START SUPPLIED RECORDS

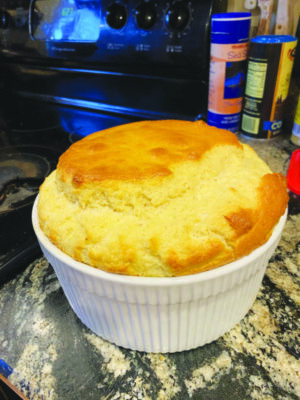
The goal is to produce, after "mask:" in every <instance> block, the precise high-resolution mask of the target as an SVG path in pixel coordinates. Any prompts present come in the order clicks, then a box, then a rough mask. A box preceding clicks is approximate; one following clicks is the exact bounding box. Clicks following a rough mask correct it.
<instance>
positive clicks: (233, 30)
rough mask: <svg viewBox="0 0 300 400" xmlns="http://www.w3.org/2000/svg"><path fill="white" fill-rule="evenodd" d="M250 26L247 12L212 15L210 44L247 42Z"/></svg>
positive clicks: (248, 13) (239, 42) (249, 23)
mask: <svg viewBox="0 0 300 400" xmlns="http://www.w3.org/2000/svg"><path fill="white" fill-rule="evenodd" d="M250 24H251V13H249V12H232V13H219V14H213V16H212V19H211V42H212V43H220V44H232V43H244V42H248V40H249V31H250Z"/></svg>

END SUPPLIED RECORDS

→ YOUR TASK
Copy all of the lines above word for word, but leave out the picture.

→ RESPONSE
The goal is to produce, after "mask:" in every <instance> block, the precise high-resolution mask of the target as an SVG path in pixel coordinates. Any prompts present come in the order clicks, then a box, then a rough mask. A box preceding clicks is approximate; one following clicks is the exact bounding box. Clicks following a rough mask correct it.
<instance>
positive clicks: (233, 30)
rough mask: <svg viewBox="0 0 300 400" xmlns="http://www.w3.org/2000/svg"><path fill="white" fill-rule="evenodd" d="M250 26L247 12L212 15L210 44L247 42Z"/></svg>
positive clicks: (248, 13) (239, 42) (249, 23)
mask: <svg viewBox="0 0 300 400" xmlns="http://www.w3.org/2000/svg"><path fill="white" fill-rule="evenodd" d="M250 24H251V13H249V12H232V13H219V14H213V16H212V19H211V42H212V43H220V44H232V43H244V42H248V40H249V31H250Z"/></svg>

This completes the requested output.